Available records:
╭──
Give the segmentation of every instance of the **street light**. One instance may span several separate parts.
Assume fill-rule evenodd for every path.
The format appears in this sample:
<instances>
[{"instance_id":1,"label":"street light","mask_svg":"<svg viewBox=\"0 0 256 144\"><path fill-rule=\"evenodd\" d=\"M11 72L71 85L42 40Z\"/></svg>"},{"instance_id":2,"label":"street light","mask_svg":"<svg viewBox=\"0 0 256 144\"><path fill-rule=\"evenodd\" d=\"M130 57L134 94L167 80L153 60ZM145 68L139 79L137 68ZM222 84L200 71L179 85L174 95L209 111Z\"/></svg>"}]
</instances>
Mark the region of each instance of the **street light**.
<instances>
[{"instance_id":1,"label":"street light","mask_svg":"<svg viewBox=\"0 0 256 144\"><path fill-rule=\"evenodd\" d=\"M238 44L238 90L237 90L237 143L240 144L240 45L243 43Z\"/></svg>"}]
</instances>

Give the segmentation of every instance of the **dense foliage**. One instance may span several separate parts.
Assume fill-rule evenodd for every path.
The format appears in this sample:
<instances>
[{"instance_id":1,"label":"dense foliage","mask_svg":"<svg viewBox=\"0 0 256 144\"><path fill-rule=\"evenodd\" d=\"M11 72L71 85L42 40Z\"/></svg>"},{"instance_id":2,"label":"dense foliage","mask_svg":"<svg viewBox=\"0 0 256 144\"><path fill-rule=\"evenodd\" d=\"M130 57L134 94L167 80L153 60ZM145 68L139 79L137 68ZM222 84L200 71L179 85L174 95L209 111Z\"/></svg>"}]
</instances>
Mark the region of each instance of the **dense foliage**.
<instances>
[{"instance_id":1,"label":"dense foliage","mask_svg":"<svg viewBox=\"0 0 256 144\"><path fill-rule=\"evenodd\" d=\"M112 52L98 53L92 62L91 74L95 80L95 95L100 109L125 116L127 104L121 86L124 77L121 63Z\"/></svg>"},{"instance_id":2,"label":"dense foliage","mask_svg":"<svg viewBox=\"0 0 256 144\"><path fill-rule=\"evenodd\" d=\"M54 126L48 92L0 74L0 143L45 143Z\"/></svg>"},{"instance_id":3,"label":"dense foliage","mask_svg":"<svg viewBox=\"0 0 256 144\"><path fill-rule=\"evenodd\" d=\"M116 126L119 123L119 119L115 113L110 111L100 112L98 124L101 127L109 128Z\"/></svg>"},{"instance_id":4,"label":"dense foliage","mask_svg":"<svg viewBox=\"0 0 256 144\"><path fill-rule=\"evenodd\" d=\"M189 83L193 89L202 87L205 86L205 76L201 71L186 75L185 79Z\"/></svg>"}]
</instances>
╰──
Gather every line of the records above that contains the word "segmentation", and copy each line in full. Case counts.

Task response:
Give the segmentation of every instance of the **street light**. One instance may span several separate parts.
Give the segmentation of every instance of the **dense foliage**. One instance may span several separate parts.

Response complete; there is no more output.